Problem: Reproduce every item below word for word, leaving out the pictures.

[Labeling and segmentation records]
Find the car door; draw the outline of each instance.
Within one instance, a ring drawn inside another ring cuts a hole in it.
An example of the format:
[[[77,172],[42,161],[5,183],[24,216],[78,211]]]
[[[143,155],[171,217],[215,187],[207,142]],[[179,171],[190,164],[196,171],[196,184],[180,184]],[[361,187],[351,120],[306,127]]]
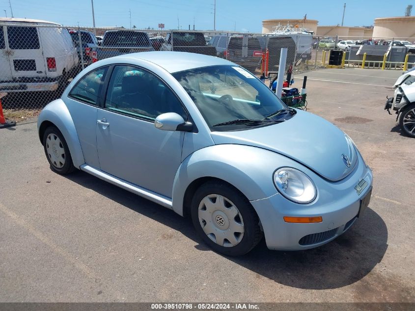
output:
[[[3,28],[0,26],[0,81],[10,81],[11,80],[11,68],[8,51],[6,49]]]
[[[10,26],[6,27],[6,32],[12,77],[46,77],[38,28]]]
[[[97,118],[101,170],[171,198],[184,133],[156,128],[155,118],[167,112],[187,119],[181,102],[159,78],[142,68],[114,66]]]
[[[103,105],[108,67],[98,68],[78,81],[65,100],[81,143],[85,163],[99,168],[97,151],[97,107]]]

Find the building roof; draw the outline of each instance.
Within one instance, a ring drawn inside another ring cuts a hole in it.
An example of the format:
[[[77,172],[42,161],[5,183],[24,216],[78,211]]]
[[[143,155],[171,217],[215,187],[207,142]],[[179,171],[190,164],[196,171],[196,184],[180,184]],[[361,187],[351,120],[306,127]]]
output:
[[[53,25],[59,25],[60,24],[53,22],[48,22],[48,21],[42,21],[41,20],[33,20],[28,18],[16,18],[12,17],[0,17],[0,23],[5,23],[7,22],[13,22],[14,23],[37,23],[39,24],[47,24]]]

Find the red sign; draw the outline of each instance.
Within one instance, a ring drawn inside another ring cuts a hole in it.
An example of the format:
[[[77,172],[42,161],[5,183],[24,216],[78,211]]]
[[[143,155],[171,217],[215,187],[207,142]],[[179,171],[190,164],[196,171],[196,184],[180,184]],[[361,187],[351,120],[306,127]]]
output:
[[[262,51],[254,51],[253,54],[252,55],[252,56],[254,56],[255,57],[261,57],[262,56]]]

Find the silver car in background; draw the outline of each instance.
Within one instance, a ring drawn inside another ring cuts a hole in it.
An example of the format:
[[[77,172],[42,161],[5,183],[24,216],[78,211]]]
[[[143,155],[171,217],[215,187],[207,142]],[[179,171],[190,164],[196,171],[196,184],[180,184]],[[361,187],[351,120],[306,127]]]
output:
[[[54,171],[78,169],[182,216],[215,251],[304,250],[347,230],[372,174],[353,141],[225,59],[145,52],[88,66],[38,119]]]

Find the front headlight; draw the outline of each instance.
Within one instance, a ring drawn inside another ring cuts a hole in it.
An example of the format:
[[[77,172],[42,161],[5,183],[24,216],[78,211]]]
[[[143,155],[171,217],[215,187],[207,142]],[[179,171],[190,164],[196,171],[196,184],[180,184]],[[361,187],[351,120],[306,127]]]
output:
[[[274,174],[274,181],[281,195],[296,203],[310,203],[317,196],[317,190],[311,180],[295,169],[279,169]]]

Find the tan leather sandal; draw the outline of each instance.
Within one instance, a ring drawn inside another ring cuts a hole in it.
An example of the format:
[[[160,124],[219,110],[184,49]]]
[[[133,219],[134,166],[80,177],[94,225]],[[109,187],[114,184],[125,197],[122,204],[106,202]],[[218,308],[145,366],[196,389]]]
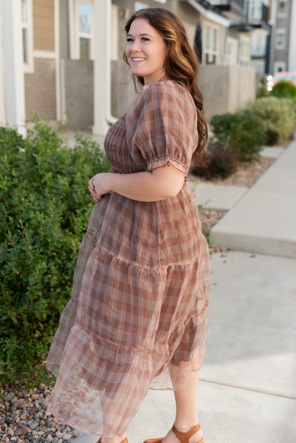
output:
[[[179,440],[181,441],[181,443],[188,443],[188,440],[191,436],[193,435],[194,434],[196,434],[200,429],[200,424],[199,423],[198,424],[197,424],[196,426],[193,427],[190,431],[188,431],[187,432],[180,432],[179,431],[178,431],[175,427],[174,424],[171,428],[171,430],[176,435]],[[162,442],[162,439],[148,439],[148,440],[145,440],[144,443],[161,443]],[[203,437],[201,440],[199,440],[197,443],[204,443],[204,437]]]
[[[98,441],[97,442],[97,443],[101,443],[101,437],[99,439],[99,440],[98,440]],[[121,443],[129,443],[129,440],[128,440],[127,437],[125,437],[125,439],[121,442]],[[199,442],[198,443],[199,443]]]

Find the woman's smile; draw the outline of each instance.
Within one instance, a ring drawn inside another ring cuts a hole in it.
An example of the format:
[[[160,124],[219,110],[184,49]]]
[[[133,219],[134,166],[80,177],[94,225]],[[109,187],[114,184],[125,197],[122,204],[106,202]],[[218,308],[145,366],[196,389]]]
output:
[[[134,65],[138,65],[142,62],[144,62],[146,58],[142,57],[132,57],[132,62]]]

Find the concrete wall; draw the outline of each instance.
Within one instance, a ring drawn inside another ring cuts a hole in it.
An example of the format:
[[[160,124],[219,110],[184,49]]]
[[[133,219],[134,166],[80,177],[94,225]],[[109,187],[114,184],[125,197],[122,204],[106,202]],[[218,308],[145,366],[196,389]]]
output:
[[[26,118],[30,120],[33,111],[40,120],[56,119],[55,60],[34,58],[35,72],[25,74]]]
[[[61,89],[64,107],[69,112],[69,127],[87,129],[93,124],[93,62],[65,59],[61,62]]]
[[[241,66],[202,66],[199,80],[208,123],[213,115],[234,113],[256,99],[256,76],[253,68]]]

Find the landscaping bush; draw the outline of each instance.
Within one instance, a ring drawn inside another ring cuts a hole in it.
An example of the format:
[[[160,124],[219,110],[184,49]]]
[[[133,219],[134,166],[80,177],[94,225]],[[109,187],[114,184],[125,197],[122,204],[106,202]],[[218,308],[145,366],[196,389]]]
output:
[[[265,140],[264,128],[251,113],[243,110],[214,115],[210,124],[213,140],[222,149],[236,152],[241,161],[258,158]]]
[[[264,144],[273,145],[290,135],[295,124],[296,103],[290,98],[262,97],[249,103],[245,112],[263,124]]]
[[[290,82],[281,80],[274,85],[269,94],[272,97],[296,98],[296,86]]]
[[[191,170],[194,175],[210,180],[217,177],[226,179],[235,171],[238,165],[237,153],[216,147],[210,150],[207,156],[209,159],[206,167],[194,167]]]
[[[76,135],[73,149],[45,123],[26,140],[0,128],[0,381],[46,359],[68,301],[94,202],[88,182],[109,170],[103,151]]]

Response to this task:
Find the car door; draw the outline of each instance.
Within one instance, a ring drawn inside another ring cuts a hole in it.
An example of the format:
[[[77,172],[42,161],[5,183],[24,216],[78,211]]]
[[[143,155],[171,217],[215,187],[207,142]],[[179,171],[190,164],[196,171],[196,184],[180,184]],[[361,187],[351,120],[306,127]]]
output:
[[[3,28],[0,26],[0,81],[10,81],[11,80],[11,68],[8,51],[6,49]]]
[[[10,26],[6,27],[6,32],[12,77],[46,77],[38,28]]]
[[[97,118],[101,170],[171,198],[184,133],[156,128],[155,118],[167,112],[187,119],[181,102],[159,78],[142,68],[114,66]]]
[[[103,105],[108,67],[98,68],[78,81],[65,100],[81,143],[85,163],[99,168],[97,151],[97,107]]]

Find the building roof; draw the outline of each instance.
Within one instance, a ring drawn inside another ring cuts a hole in it.
An example of the format:
[[[77,172],[42,161],[5,183],[24,216],[78,211]]]
[[[143,155],[171,217],[215,187],[207,142]],[[179,171],[190,164],[196,171],[196,184],[180,184]],[[361,187],[351,120],[306,127]]]
output:
[[[53,25],[59,25],[60,24],[53,22],[48,22],[48,21],[42,21],[41,20],[33,20],[28,18],[16,18],[12,17],[0,17],[0,23],[5,23],[7,22],[13,22],[14,23],[37,23],[39,24],[47,24]]]

Find the red sign; draw the outline of each instance.
Within one instance, a ring drawn inside another ring cuts a hole in it.
An example of the format:
[[[77,172],[42,161],[5,183],[24,216],[78,211]]]
[[[143,155],[171,217],[215,187],[207,142]],[[179,171],[190,164],[196,171],[196,184],[180,184]],[[361,187],[351,120],[306,127]]]
output:
[[[262,51],[254,51],[253,54],[252,55],[252,56],[254,56],[255,57],[261,57],[262,56]]]

Find the silver car in background; draw the outline of each instance.
Within one instance, a ring drawn inside another ring cuts a hole in it.
An example of the format:
[[[77,172],[42,161],[5,183],[24,216],[78,211]]]
[[[143,155],[171,217],[215,187],[207,142]],[[179,171],[190,164],[196,171],[196,184],[180,184]],[[361,187],[351,120],[306,127]]]
output:
[[[54,171],[78,169],[182,216],[215,251],[304,250],[347,230],[372,174],[353,141],[225,59],[145,52],[88,66],[38,119]]]

Find the front headlight; draw the outline of each instance.
Within one instance, a ring drawn inside another ring cuts a hole in it.
An example of the format:
[[[77,172],[42,161],[5,183],[24,216],[78,211]]]
[[[143,155],[171,217],[215,187],[207,142]],[[179,171],[190,164],[196,171],[196,184],[180,184]],[[361,187],[351,120],[306,127]]]
output:
[[[274,174],[274,181],[281,195],[296,203],[310,203],[317,196],[317,190],[311,180],[295,169],[279,169]]]

Find the tan leather sandal; draw the outline of each instance.
Within one instance, a ring drawn inside another ring cuts a hole in it.
An example of the format:
[[[160,124],[219,110],[184,49]]]
[[[133,219],[134,166],[80,177],[94,225]],[[109,187],[114,184],[125,197],[122,204],[106,202]],[[218,308],[145,366],[196,389]]]
output:
[[[179,440],[181,441],[181,443],[188,443],[188,440],[191,436],[193,435],[194,434],[196,434],[200,429],[200,424],[199,423],[198,424],[197,424],[196,426],[193,427],[190,431],[188,431],[187,432],[180,432],[179,431],[178,431],[175,427],[174,424],[171,428],[171,430],[176,435]],[[162,442],[162,439],[148,439],[148,440],[145,440],[144,443],[161,443]],[[203,437],[201,440],[199,440],[197,443],[204,443],[204,437]]]
[[[98,441],[97,442],[97,443],[101,443],[101,437],[99,439],[99,440],[98,440]],[[121,443],[129,443],[129,440],[128,440],[127,437],[125,437],[125,439],[121,442]],[[199,442],[198,443],[199,443]]]

Find the woman's smile; draw the outline of each instance.
Within one instance, a ring drawn inside another ring cuts a hole in it.
An example of the format:
[[[160,124],[219,110],[184,49]]]
[[[133,219],[134,166],[80,177],[94,225]],[[109,187],[114,184],[125,197],[122,204],[106,202]],[[218,308],[145,366],[196,389]]]
output:
[[[134,65],[138,65],[142,62],[144,62],[146,58],[142,57],[132,57],[132,62]]]

Find the concrete wall; draw the outline of each instance.
Within one instance, a ring drawn inside another ring cuts a hole in it.
An example of the format:
[[[160,124],[219,110],[184,49]]]
[[[133,219],[134,166],[80,177],[94,225]],[[109,187],[114,184],[125,197],[122,204],[106,202]],[[218,308],[145,366],[196,389]]]
output:
[[[26,118],[30,120],[33,111],[40,120],[56,119],[55,60],[34,58],[35,72],[25,74]]]
[[[61,89],[64,107],[69,112],[69,127],[87,129],[93,124],[93,62],[65,59],[61,62]]]
[[[241,66],[202,66],[199,80],[208,123],[213,115],[234,113],[256,99],[256,76],[253,68]]]

Find the landscaping bush; draw the outline of each instance.
Within one instance, a ring drawn inside another ring cuts a hole in it.
An example of the format:
[[[160,124],[219,110],[184,49]]]
[[[133,219],[134,166],[80,177],[94,225]],[[109,187],[114,184],[125,197],[122,204],[106,202]],[[218,308],[145,366],[196,389]]]
output:
[[[265,140],[264,128],[251,113],[243,110],[214,115],[210,124],[213,140],[222,149],[236,152],[241,161],[258,158]]]
[[[264,144],[273,145],[290,135],[295,124],[296,103],[290,98],[262,97],[249,103],[245,112],[263,124]]]
[[[290,82],[281,80],[274,85],[269,94],[272,97],[296,98],[296,86]]]
[[[191,170],[194,175],[210,180],[217,177],[226,179],[235,171],[238,165],[237,153],[216,147],[210,150],[207,156],[209,159],[206,167],[194,167]]]
[[[76,135],[73,149],[45,123],[26,140],[0,128],[0,381],[46,359],[68,301],[94,202],[88,182],[109,170],[103,151]]]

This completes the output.